• Brief: Lay out the lines from the one containing "Point out the electrical" through the one containing "[(187, 227)]", both included, as a Markdown table with the columns Row and Line, leaving out any blank lines.

* Begin Record list *

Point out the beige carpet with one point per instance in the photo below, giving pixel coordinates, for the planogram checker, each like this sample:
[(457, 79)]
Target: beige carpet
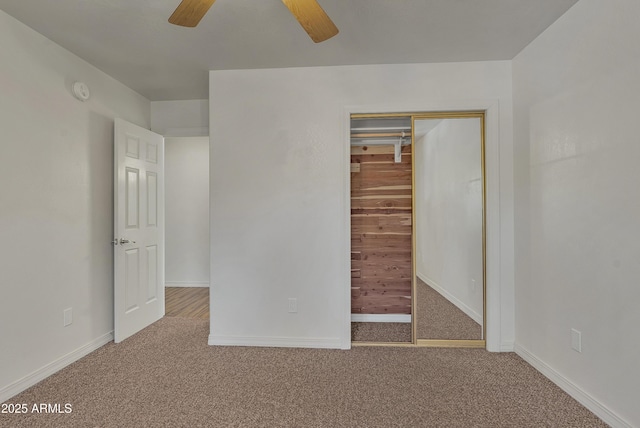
[(438, 318), (167, 376)]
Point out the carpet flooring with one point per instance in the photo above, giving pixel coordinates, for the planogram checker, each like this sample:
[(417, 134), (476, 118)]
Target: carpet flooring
[(167, 376), (438, 318)]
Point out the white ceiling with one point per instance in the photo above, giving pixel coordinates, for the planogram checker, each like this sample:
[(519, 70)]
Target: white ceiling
[(132, 41)]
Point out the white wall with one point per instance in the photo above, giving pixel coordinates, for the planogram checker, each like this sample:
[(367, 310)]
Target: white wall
[(279, 191), (576, 96), (448, 192), (182, 118), (187, 211), (56, 215)]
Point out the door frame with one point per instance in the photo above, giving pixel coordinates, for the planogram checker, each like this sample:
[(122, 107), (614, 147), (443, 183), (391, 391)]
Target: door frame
[(493, 253)]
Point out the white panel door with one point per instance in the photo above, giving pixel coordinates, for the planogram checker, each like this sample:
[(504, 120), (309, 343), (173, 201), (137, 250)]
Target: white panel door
[(138, 229)]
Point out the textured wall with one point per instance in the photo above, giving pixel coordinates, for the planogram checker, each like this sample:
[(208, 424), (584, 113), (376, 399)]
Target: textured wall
[(279, 191), (56, 220), (576, 98)]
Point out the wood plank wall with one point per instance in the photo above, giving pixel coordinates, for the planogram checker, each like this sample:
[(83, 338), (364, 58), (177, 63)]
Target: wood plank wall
[(380, 231)]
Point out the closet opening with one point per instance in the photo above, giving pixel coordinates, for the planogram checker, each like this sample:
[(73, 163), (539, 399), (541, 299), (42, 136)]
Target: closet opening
[(418, 229)]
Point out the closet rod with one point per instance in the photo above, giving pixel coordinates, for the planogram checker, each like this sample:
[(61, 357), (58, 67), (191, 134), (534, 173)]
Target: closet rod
[(383, 134)]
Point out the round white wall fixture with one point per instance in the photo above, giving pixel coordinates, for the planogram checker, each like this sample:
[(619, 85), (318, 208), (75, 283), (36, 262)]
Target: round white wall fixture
[(81, 91)]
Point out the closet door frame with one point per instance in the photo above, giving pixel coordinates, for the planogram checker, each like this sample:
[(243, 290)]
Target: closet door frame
[(448, 343)]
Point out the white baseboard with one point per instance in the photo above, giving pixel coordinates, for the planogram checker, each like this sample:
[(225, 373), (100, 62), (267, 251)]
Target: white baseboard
[(450, 297), (186, 284), (507, 346), (44, 372), (581, 396), (380, 318), (277, 342)]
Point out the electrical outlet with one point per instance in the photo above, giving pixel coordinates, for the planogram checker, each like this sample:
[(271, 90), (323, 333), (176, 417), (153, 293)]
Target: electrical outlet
[(293, 305), (68, 316), (576, 340)]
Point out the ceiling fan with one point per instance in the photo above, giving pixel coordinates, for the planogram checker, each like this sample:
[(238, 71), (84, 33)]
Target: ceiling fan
[(309, 14)]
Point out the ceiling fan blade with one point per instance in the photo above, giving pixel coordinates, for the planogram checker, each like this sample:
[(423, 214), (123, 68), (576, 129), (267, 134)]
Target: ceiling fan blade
[(313, 19), (190, 12)]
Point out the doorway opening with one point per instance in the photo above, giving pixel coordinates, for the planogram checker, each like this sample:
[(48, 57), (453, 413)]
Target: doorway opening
[(187, 227)]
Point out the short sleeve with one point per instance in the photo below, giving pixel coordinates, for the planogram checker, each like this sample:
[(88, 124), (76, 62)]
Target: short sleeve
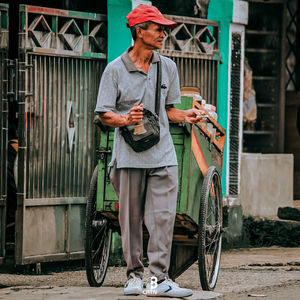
[(173, 96), (108, 91)]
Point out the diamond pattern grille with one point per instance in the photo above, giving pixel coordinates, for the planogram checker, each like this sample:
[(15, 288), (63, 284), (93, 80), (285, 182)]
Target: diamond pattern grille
[(292, 61)]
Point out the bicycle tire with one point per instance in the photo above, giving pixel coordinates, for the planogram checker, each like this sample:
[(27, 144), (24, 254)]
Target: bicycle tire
[(98, 237), (210, 230)]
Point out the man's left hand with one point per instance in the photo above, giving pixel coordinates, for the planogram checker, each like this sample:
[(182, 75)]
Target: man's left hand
[(193, 115)]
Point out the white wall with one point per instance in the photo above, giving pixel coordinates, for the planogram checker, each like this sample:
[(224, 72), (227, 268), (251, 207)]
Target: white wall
[(266, 183)]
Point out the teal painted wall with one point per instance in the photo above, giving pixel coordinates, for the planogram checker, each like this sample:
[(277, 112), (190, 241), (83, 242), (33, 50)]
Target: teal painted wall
[(119, 37), (222, 11)]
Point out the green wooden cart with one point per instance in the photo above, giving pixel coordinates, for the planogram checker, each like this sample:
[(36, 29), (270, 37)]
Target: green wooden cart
[(198, 224)]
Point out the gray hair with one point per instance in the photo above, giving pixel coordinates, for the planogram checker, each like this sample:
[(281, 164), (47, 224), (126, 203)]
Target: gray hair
[(143, 25)]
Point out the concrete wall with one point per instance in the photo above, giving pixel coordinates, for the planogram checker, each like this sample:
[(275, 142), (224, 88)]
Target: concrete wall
[(266, 183)]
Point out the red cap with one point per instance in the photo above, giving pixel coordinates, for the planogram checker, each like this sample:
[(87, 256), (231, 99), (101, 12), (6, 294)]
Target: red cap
[(145, 13)]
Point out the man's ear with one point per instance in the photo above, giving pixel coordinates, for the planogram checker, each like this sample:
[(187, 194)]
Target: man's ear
[(139, 32)]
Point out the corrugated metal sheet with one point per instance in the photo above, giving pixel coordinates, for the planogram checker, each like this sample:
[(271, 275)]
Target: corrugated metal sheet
[(3, 121), (61, 60), (60, 140)]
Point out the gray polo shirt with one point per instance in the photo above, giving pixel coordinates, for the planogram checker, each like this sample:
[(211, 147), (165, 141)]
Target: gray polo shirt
[(122, 85)]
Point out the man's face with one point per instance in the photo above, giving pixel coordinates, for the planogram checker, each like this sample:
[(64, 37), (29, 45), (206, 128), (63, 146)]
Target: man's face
[(153, 36)]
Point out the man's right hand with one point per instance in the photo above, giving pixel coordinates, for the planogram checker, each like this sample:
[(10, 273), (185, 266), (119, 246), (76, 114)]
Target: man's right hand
[(136, 114)]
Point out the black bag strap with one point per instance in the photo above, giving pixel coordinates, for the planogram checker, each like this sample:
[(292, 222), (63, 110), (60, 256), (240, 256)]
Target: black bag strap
[(158, 88)]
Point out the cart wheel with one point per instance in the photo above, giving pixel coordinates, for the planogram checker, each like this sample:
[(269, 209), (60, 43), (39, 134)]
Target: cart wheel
[(97, 240), (210, 229)]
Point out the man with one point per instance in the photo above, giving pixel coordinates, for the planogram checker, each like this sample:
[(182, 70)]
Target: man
[(145, 182)]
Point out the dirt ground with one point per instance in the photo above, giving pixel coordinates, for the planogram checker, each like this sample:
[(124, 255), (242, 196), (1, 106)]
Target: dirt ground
[(242, 271)]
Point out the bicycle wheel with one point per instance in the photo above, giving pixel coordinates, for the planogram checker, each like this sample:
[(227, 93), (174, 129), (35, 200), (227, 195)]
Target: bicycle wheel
[(97, 238), (210, 229)]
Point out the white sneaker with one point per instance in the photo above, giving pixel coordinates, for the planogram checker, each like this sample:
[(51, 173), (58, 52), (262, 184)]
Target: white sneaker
[(167, 288), (133, 286)]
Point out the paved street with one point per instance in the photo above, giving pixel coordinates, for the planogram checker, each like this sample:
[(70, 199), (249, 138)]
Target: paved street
[(245, 273)]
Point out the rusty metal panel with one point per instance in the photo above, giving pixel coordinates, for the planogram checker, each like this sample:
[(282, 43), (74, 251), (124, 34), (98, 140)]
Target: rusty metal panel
[(3, 122), (194, 46), (62, 57)]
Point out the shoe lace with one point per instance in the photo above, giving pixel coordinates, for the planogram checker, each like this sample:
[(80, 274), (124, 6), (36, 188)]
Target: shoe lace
[(132, 280), (170, 281)]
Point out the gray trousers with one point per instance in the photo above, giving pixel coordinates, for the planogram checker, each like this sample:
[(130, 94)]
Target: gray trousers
[(149, 195)]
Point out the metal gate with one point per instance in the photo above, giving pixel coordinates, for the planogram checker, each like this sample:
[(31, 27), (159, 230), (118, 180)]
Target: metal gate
[(194, 46), (3, 123), (62, 55)]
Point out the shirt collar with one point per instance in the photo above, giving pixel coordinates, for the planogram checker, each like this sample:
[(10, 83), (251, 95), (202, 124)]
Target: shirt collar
[(130, 65)]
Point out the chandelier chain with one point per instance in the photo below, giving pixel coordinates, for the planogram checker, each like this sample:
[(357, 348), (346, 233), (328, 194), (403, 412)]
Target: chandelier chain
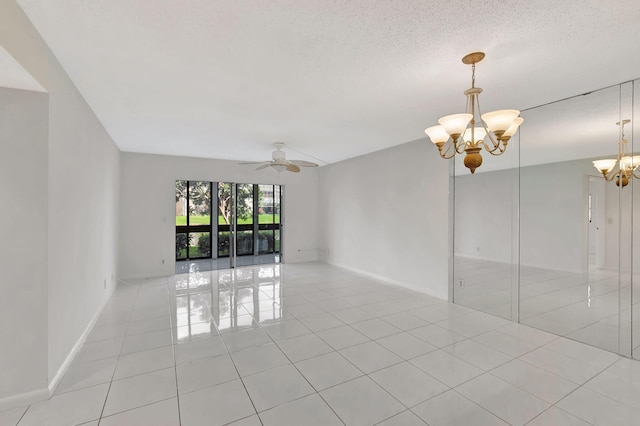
[(473, 75)]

* End Record list *

• Worked answer:
| Row | Line |
|---|---|
| 1 | Point out the electrical outlet with one point per instance in the photo above, giving pixel coordinates, for the planogram checker, each like this sample: |
| 2 | [(271, 90), (323, 333), (176, 417), (153, 293)] |
| 3 | Target: electrical outlet |
| 4 | [(293, 305), (68, 316), (576, 340)] |
| 5 | Point out the ceiling fan with one point per instance in the photo above, giving pixel coordinates, for the planogram checker, each like this sample: |
| 6 | [(238, 71), (84, 33)] |
| 7 | Target: ceiling fan |
| 8 | [(309, 14)] |
| 9 | Point out the ceiling fan blade with one point per instance in the photo above, giving pixel coordinates, for the planogram checker, each like this sample: |
| 10 | [(423, 214), (123, 68), (576, 129), (267, 134)] |
| 11 | Target: ceiling fan blade |
| 12 | [(313, 19), (190, 12)] |
| 13 | Point out the doorway opening with one point per instance in the photo above, giving pixel coordinates, for the planogram checker, each like this sample: |
| 14 | [(48, 57), (453, 413)] |
| 15 | Target: doorway opening |
| 16 | [(187, 227)] |